#### EXCERPTED TEXT ####

Kaveri: Aiming for 1080p30 and Compute

The numerical differences between Kaveri and Richland are easy enough to rattle off – later in the review we will be discussing these in depth – but at a high level AMD is aiming for a middle ground between the desktop model (CPU + discrete graphics) and Apple’s Mac Pro dream (offloading compute onto different discrete graphics cards) by doing the dream on a single processor. At AMD’s Kaveri tech day the following graph was thrown in front of journalists worldwide:

With Intel now on board, processor graphics is a big deal. You can argue whether or not AMD should continue to use the acronym APU instead of SoC, but the fact remains that it's tough to buy a CPU without an integrated GPU.

In the absence of vertical integration, software optimization always trails hardware availability. If you look at 2011 as the crossover year when APUs/SoCs took over the market, it's not much of a surprise that we haven't seen aggressive moves by software developers to truly leverage GPU compute. Part of the problem has been programming model, which AMD hopes to address with Kaveri and HSA. Kaveri enables a full heterogeneous unified memory architecture (hUMA), such that the integrated graphics topology can access the full breadth of memory that the CPU can, putting a 32GB enabled compute device into the hands of developers.

####

In the Kaveri text, rename "AMD" as "the company" in the part that opens with the words "The numerical differences" and closes with "an integrated GPU.", and please write out that part in full. The data here comes from a separate source.

#### PROVIDED MATERIAL ####

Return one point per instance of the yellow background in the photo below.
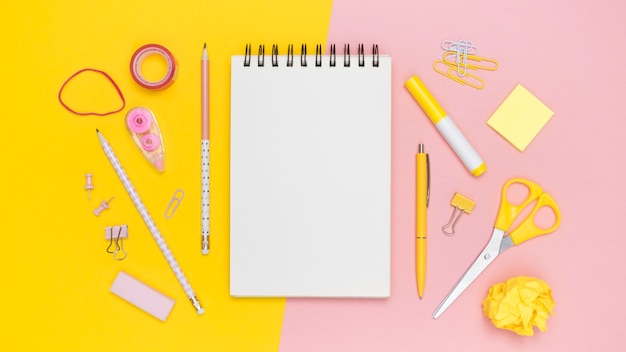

####

TASK RESULT —
The numerical differences between Kaveri and Richland are easy enough to rattle off – later in the review we will be discussing these in depth – but at a high level the company is aiming for a middle ground between the desktop model (CPU + discrete graphics) and Apple’s Mac Pro dream (offloading compute onto different discrete graphics cards) by doing the dream on a single processor. At the company’s Kaveri tech day the following graph was thrown in front of journalists worldwide:

With Intel now on board, processor graphics is a big deal. You can argue whether or not the company should continue to use the acronym APU instead of SoC, but the fact remains that it's tough to buy a CPU without an integrated GPU.